Rows from a dataset:
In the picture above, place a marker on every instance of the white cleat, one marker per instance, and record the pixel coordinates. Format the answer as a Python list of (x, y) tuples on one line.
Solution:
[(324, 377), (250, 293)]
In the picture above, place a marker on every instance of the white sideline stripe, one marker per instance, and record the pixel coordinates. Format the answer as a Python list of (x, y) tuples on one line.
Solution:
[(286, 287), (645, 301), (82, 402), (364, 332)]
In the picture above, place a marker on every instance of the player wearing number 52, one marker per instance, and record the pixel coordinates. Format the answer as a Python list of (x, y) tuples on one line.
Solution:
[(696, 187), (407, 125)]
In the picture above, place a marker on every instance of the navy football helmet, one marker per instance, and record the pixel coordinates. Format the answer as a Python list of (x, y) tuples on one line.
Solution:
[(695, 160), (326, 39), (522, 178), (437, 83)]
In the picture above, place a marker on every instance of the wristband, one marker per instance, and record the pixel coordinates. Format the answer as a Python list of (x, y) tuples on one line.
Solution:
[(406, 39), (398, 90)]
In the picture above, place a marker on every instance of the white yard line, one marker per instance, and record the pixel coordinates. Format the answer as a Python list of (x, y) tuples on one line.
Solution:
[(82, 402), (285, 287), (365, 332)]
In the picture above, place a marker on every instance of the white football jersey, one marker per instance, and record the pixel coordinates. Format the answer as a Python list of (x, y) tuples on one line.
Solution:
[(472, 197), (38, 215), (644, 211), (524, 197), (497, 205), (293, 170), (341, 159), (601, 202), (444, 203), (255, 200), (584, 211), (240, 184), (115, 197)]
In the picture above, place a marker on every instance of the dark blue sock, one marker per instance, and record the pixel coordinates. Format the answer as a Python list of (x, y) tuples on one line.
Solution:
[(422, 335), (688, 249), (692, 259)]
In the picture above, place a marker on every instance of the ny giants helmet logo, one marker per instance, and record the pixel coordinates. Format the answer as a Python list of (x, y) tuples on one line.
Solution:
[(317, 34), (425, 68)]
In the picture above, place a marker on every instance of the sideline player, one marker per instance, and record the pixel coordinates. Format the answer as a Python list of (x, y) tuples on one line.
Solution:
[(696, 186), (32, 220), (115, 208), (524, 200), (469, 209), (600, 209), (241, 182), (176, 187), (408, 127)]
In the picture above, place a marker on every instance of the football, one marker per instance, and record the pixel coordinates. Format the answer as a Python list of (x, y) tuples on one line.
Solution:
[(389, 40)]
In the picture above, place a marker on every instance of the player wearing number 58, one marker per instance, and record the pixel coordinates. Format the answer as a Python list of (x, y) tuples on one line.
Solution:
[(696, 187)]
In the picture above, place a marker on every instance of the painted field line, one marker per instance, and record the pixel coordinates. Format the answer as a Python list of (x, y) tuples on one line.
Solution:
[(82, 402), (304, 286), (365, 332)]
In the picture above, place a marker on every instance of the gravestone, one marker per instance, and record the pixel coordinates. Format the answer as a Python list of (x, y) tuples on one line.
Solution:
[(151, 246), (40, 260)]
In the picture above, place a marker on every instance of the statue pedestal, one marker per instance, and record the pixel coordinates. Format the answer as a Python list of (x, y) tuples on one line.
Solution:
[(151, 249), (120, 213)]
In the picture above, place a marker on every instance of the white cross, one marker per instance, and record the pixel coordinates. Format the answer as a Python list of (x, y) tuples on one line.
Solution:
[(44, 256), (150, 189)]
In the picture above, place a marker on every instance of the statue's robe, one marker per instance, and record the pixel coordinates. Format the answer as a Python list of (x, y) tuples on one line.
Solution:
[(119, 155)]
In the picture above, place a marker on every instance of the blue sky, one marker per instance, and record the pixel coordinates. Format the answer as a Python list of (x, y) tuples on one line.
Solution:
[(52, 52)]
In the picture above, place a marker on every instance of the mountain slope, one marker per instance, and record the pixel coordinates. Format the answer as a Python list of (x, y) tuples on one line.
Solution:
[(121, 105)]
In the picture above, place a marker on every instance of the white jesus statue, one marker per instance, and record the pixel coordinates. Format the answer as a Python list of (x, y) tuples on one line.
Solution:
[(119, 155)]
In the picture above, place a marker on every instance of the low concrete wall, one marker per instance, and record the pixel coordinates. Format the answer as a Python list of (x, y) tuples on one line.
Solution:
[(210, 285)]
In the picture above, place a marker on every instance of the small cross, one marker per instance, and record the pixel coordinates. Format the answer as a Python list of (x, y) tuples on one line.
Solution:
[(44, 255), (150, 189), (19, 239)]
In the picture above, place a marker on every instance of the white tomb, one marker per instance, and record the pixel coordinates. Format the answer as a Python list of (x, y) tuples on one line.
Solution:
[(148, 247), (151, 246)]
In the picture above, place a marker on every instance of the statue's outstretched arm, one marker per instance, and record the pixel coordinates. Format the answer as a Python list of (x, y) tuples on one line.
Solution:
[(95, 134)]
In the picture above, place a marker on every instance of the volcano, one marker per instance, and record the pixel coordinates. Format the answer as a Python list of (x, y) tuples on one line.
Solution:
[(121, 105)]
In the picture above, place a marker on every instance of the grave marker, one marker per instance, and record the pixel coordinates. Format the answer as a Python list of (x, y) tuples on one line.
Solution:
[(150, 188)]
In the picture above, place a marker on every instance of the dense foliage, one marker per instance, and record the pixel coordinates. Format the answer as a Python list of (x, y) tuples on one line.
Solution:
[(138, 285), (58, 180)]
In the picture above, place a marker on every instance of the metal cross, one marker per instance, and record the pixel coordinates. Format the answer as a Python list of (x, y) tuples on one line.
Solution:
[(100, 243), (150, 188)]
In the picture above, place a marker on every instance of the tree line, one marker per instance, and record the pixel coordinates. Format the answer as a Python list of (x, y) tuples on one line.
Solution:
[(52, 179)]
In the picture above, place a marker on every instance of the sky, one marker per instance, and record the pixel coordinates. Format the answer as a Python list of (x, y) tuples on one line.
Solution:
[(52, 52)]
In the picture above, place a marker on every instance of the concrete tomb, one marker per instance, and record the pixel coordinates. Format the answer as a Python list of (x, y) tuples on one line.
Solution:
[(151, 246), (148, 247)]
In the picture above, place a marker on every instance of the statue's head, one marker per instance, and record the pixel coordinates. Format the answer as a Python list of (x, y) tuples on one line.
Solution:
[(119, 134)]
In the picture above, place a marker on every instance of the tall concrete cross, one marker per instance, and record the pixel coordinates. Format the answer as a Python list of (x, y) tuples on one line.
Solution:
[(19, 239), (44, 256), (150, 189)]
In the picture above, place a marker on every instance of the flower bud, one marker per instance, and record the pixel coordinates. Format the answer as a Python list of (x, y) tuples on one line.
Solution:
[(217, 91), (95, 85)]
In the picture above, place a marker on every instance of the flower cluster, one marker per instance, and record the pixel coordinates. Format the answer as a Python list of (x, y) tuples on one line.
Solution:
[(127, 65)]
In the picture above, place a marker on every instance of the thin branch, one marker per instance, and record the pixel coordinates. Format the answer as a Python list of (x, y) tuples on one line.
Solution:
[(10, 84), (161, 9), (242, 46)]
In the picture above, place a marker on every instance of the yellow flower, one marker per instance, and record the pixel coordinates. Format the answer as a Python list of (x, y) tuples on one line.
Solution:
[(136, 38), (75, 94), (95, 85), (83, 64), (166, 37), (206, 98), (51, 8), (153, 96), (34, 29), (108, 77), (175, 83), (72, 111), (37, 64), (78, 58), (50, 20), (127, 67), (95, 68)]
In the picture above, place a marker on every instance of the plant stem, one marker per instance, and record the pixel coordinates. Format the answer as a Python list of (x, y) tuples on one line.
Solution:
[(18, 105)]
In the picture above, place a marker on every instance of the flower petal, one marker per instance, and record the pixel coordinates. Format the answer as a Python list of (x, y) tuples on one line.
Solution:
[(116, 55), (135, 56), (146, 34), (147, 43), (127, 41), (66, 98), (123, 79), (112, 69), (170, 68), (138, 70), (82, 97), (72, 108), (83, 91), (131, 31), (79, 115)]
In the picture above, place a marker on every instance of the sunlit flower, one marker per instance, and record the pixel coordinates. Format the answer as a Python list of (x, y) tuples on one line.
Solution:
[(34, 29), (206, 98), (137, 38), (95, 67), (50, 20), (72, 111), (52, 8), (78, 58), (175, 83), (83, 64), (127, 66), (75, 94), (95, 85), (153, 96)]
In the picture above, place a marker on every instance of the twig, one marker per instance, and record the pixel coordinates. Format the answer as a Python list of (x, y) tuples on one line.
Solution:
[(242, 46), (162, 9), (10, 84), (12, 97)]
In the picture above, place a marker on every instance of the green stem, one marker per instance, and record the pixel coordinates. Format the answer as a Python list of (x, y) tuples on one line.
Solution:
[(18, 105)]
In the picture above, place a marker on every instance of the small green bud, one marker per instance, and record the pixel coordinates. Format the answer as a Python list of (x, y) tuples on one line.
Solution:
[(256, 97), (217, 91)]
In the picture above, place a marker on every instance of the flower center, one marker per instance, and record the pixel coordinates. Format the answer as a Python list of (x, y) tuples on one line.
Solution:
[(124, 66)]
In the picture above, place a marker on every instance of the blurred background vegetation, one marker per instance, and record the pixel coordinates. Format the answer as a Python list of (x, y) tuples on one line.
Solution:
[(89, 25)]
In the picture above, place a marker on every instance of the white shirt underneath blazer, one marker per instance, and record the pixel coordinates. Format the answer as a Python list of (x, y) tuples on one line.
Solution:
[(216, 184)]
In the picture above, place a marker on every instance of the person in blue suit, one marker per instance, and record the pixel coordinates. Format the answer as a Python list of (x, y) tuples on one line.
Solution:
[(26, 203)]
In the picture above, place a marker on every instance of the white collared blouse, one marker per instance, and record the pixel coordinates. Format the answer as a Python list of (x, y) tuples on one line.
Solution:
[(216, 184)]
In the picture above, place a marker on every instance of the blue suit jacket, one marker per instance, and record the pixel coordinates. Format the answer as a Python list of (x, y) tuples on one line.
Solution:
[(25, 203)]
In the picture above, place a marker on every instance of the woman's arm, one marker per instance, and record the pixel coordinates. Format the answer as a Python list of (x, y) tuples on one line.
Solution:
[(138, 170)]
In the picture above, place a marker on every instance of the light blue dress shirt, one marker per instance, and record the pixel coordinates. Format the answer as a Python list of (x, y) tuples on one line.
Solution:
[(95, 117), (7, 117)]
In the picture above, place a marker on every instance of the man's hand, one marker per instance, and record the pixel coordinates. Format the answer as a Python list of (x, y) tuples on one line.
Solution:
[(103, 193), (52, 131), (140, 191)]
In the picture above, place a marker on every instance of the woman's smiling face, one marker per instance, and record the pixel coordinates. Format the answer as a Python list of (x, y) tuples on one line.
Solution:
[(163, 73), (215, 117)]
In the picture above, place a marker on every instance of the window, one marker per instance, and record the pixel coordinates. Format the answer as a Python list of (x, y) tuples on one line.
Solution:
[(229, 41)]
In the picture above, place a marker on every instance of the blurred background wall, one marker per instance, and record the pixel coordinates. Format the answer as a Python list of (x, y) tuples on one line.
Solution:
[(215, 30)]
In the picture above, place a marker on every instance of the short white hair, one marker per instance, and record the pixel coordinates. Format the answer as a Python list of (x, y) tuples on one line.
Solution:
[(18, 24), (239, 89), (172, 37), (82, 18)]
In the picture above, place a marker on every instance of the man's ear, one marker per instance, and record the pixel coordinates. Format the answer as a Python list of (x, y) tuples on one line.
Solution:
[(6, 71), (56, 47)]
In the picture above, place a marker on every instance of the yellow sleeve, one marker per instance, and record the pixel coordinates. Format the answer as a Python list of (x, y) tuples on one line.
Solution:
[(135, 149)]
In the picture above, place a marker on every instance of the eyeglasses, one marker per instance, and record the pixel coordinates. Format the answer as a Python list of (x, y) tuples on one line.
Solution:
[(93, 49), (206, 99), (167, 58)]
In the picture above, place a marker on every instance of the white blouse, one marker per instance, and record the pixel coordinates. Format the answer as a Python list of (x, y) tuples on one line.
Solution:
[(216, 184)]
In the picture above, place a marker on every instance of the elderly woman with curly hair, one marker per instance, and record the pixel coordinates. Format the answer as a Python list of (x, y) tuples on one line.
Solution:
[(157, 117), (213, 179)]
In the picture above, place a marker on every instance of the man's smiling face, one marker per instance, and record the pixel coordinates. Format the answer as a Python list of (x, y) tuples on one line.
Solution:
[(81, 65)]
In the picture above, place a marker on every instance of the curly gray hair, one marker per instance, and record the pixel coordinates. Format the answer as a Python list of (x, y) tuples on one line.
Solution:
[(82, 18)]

- _Exercise prompt_
Please give everything from the line containing "statue pedestal, one" down to the line containing "[(44, 255), (150, 189), (19, 239)]" again, switching each "Solution" to "Answer" and leaving the rest unchanged.

- _Correct answer_
In the picture above, place a marker on every instance of the statue pedestal, one marker per instance, and record the pixel coordinates. Format the answer as a Python list of (x, y) tuples on one line.
Answer:
[(151, 249), (120, 213)]
In the picture above, place a marker on every instance of the white cross, one marker per instance, and record the pixel coordinates. Format the answer as a Python list of (x, y) tuples on one line.
Answer:
[(44, 256), (150, 189)]
In the picture above, place a marker on every instance of the statue's robe, one marker per instance, and record the pixel coordinates. Format the answer as a Python list of (x, y) tuples on one line.
Answer:
[(119, 155)]
In the picture above, place a marker on every instance of the blue sky, one marker per instance, and record the pixel coordinates. Format the answer as a Python list of (x, y) tuples on one line.
Answer:
[(52, 52)]
In the picture above, place a marker on every instance of the mountain slope, one marker per instance, and record the pixel coordinates. Format the answer as a Python list of (x, y) tuples on one line.
Answer:
[(121, 105)]
In the picture above, place a marker on every instance of the white jesus statue, one marker per instance, and record the pixel coordinates. Format the answer as a Python list of (x, y) tuples on one line.
Answer:
[(119, 155)]
In the picture above, place a marker on every instance of the low concrete wall, one marker per instance, and record the pixel coordinates. Format the answer as a Python list of (x, y) tuples on one line.
Answer:
[(210, 285)]
In the picture above, place a marker on every instance of the small cross, one marker per instance, and record the pixel coordinates. Format the answer as a Python list of (x, y) tuples on one line.
Answer:
[(44, 255), (150, 189), (19, 239)]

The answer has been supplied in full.